**RECORDS SUPPLIED**
------------------------------

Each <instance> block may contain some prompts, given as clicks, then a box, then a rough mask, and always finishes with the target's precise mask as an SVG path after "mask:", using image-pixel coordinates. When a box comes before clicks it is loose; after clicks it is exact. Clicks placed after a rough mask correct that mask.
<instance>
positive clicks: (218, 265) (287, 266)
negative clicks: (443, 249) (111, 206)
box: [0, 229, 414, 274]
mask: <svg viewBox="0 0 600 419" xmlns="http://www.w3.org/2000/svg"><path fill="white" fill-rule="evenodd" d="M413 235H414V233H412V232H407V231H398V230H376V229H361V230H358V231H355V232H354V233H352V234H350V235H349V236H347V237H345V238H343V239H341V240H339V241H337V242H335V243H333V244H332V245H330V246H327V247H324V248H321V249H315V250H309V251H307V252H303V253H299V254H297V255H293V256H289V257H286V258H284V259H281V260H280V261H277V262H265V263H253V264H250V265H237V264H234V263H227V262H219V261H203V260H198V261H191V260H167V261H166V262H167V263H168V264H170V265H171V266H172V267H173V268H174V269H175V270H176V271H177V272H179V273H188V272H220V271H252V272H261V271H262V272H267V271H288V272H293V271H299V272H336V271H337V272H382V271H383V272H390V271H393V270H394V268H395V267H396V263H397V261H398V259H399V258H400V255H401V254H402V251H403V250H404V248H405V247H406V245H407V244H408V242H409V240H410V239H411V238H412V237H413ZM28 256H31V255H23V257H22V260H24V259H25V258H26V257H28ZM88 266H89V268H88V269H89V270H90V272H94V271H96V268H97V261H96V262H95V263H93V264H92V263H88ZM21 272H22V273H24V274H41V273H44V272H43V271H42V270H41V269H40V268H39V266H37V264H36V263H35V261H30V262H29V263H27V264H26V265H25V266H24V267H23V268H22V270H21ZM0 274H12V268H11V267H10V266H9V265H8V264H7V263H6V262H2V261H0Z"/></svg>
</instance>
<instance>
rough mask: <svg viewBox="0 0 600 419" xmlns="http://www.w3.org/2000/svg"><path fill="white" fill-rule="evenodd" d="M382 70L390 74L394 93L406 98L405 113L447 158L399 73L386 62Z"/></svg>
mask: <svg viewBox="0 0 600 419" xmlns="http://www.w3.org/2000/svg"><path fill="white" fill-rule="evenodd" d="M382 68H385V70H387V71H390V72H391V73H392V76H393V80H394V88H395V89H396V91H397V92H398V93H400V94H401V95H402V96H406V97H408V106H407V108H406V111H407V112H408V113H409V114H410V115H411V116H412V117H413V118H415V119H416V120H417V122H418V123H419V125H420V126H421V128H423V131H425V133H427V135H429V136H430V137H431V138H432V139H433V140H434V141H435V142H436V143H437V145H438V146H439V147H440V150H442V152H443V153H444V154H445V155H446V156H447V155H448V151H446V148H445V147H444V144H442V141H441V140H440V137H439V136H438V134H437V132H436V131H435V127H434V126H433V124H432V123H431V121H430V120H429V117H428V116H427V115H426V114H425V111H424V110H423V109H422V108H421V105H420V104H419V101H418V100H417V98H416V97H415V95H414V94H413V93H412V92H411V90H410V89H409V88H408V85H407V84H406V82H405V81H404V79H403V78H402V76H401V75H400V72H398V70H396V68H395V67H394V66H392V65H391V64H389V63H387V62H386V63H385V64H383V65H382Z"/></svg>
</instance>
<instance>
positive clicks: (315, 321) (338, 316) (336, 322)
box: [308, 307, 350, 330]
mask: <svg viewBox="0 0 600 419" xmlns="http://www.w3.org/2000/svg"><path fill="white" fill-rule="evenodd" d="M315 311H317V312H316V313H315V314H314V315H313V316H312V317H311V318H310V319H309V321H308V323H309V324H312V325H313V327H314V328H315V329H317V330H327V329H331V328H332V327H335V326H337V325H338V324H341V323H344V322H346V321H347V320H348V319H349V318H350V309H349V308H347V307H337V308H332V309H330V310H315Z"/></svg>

------------------------------

**PROBLEM STATEMENT**
From the records above, return each line that has the string "positive".

**ANSWER FOR THE TASK**
positive clicks: (218, 265) (287, 266)
positive clicks: (315, 321) (338, 316) (336, 322)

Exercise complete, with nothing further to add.